§ **Request**: Transcribe all of the material below word for word, keeping every line in its original order.

[Excerpts from location labeling data]
>> start
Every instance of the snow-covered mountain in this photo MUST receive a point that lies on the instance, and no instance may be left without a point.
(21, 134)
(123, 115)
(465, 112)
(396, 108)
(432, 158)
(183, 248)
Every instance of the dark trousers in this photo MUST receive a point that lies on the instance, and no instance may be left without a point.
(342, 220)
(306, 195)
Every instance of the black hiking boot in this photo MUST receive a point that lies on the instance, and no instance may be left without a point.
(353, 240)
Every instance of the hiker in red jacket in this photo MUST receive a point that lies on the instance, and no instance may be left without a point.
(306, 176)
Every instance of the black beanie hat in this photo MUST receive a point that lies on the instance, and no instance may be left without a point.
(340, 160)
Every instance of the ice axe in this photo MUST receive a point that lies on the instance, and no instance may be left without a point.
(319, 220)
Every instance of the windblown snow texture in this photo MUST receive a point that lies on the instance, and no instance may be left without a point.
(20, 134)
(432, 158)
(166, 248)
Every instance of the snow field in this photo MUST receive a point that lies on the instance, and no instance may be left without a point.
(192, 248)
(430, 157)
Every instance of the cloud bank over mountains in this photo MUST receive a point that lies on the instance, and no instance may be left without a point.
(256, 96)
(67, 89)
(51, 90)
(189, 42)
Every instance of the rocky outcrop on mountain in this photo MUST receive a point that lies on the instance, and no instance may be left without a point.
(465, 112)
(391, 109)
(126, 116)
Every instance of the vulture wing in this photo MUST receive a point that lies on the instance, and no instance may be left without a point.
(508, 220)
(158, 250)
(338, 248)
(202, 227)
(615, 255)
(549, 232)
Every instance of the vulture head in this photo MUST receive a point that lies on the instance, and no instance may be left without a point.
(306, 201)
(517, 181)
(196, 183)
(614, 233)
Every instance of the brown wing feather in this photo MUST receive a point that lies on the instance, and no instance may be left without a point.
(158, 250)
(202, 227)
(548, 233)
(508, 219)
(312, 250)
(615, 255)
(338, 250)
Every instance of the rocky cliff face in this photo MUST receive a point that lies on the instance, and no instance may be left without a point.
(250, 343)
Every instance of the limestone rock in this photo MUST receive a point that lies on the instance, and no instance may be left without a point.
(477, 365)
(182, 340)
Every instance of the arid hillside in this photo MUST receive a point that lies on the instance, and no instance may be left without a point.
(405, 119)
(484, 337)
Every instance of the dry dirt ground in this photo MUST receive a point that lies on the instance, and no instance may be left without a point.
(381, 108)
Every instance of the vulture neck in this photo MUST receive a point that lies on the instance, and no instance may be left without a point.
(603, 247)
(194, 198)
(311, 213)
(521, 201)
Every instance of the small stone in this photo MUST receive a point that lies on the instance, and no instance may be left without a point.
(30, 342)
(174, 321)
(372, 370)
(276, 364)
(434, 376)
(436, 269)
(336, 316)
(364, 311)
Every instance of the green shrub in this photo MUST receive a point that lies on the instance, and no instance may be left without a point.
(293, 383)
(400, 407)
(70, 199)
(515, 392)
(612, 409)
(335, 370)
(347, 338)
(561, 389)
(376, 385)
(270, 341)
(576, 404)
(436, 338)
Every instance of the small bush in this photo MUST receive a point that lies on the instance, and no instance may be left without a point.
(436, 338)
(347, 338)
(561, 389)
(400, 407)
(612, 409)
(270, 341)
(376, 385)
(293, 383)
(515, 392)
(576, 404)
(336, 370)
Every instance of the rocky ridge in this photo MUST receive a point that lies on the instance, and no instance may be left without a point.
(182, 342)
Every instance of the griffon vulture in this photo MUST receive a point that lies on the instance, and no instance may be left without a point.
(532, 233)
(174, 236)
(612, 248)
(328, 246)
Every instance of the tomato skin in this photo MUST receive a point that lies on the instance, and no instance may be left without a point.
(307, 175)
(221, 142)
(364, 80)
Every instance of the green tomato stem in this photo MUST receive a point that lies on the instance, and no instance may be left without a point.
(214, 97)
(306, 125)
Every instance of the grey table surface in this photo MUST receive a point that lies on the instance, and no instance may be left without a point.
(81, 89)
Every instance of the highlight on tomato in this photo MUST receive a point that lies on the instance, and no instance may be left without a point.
>> end
§ **The response**:
Every instance of the snow-covered mountain in this photo MUST receive a point that lies on the instance, and no instance may be left without a point.
(21, 134)
(123, 115)
(465, 112)
(396, 108)
(432, 158)
(183, 248)
Every instance of the dark trousers in this photo MUST receive a point that lies on the instance, and no instance may be left without a point.
(342, 220)
(306, 195)
Every instance of the black hiking boot in this photo MUST receive a point that lies on the instance, and no instance may be left without a point.
(353, 240)
Every instance of the hiker in red jacket in this photo MUST receive a point that lies on the instance, and no instance may be left without a point.
(306, 176)
Every instance of the black beanie hat in this photo MUST receive a point that lies on the instance, and no instance may be left without a point.
(340, 160)
Every instance of the ice axe in this photo MUST receive a point that lies on the instance, and no instance may be left without a point.
(319, 220)
Every instance of the windblown snow texture in this photo MUST receive a point that lies on the instance, and no instance may be left without a point.
(20, 134)
(432, 158)
(166, 248)
Every instance of the snow field in this photo MUST receive a point that lies on the instance, and no instance may be left without a point.
(192, 248)
(430, 157)
Every instance of the cloud bank over mountains in this photo MUST receive a point that lies on the instance, and no instance may be left without a point.
(256, 96)
(67, 89)
(51, 90)
(189, 42)
Every instance of the rocky outcrop on mountain in this photo MUST receive a point that lies on the instance, and no instance may be left without a point.
(465, 112)
(391, 109)
(126, 116)
Every instance of the vulture wing in this photo MUST receive a point that lies on the instance, and no instance may be left without a point.
(508, 220)
(158, 250)
(338, 248)
(202, 227)
(615, 255)
(549, 232)
Every instance of the vulture head in this photo MUST receive a point that lies on the instance, and no instance may be left without a point.
(306, 201)
(517, 181)
(196, 183)
(614, 233)
Every instance of the brown wing feather in this photo MUST receive a point that lies on the instance, and no instance may be left without a point.
(158, 250)
(202, 227)
(548, 233)
(508, 219)
(312, 250)
(615, 255)
(338, 250)
Every instance of the rocky cliff face in this photo MUST receive a point that lies on the instance, and no instance may be left without a point.
(250, 343)
Every instance of the limestone rock in this photo MUST receive a point that lies on the instance, and no instance may be left without a point.
(477, 365)
(182, 340)
Every instance of the arid hillside in this photo MUST receive a point that lies on the instance, and no instance may be left without a point.
(405, 119)
(484, 337)
Every instance of the dry dirt ground in this photo MUST receive a point that lies on the instance, and no instance may be left without a point.
(381, 108)
Every instance of the vulture neck in this photo MUST receive a point that lies on the instance, and no instance may be left without a point.
(603, 247)
(194, 198)
(311, 213)
(521, 201)
Every instance of the small stone in this photo MUST receive a point that lies on the instance, and no instance may be left without a point.
(30, 342)
(174, 321)
(372, 370)
(276, 364)
(434, 376)
(436, 269)
(336, 316)
(364, 311)
Every instance of the green shrub in this photo MUST receive a point that lies on the instance, and no instance may be left without a point.
(293, 383)
(400, 407)
(70, 199)
(515, 392)
(612, 409)
(335, 370)
(347, 338)
(561, 389)
(376, 385)
(270, 341)
(576, 404)
(436, 338)
Every instance of the small bush in this photo MUST receive a point that lies on the instance, and no instance may be left without a point.
(436, 338)
(347, 338)
(561, 389)
(400, 407)
(612, 409)
(270, 341)
(376, 385)
(293, 383)
(515, 392)
(576, 404)
(336, 370)
Every instance of the rocky ridge in this photo MUST receive a point that lies on the instance, and no instance may be left without a point.
(182, 342)
Every instance of the griffon vulture in this photo MUST receive a point that lies on the instance, and no instance may be left without a point.
(532, 233)
(174, 236)
(612, 248)
(328, 246)
Every instance of the tomato skin in this photo MUST receive a point that lies on the instance, and no instance may be left without a point.
(307, 175)
(221, 142)
(364, 80)
Every instance of the green tomato stem in this photo MUST receive a point that lies on the instance, and no instance may be left without a point.
(214, 97)
(306, 125)
Every instance of the grey table surface in this photo MUST receive a point that lies on the instance, and no instance may be left without a point.
(81, 89)
Every instance of the highlight on tomato in this photo MUST receive a point that lies on the instance, and no instance may be left without a point.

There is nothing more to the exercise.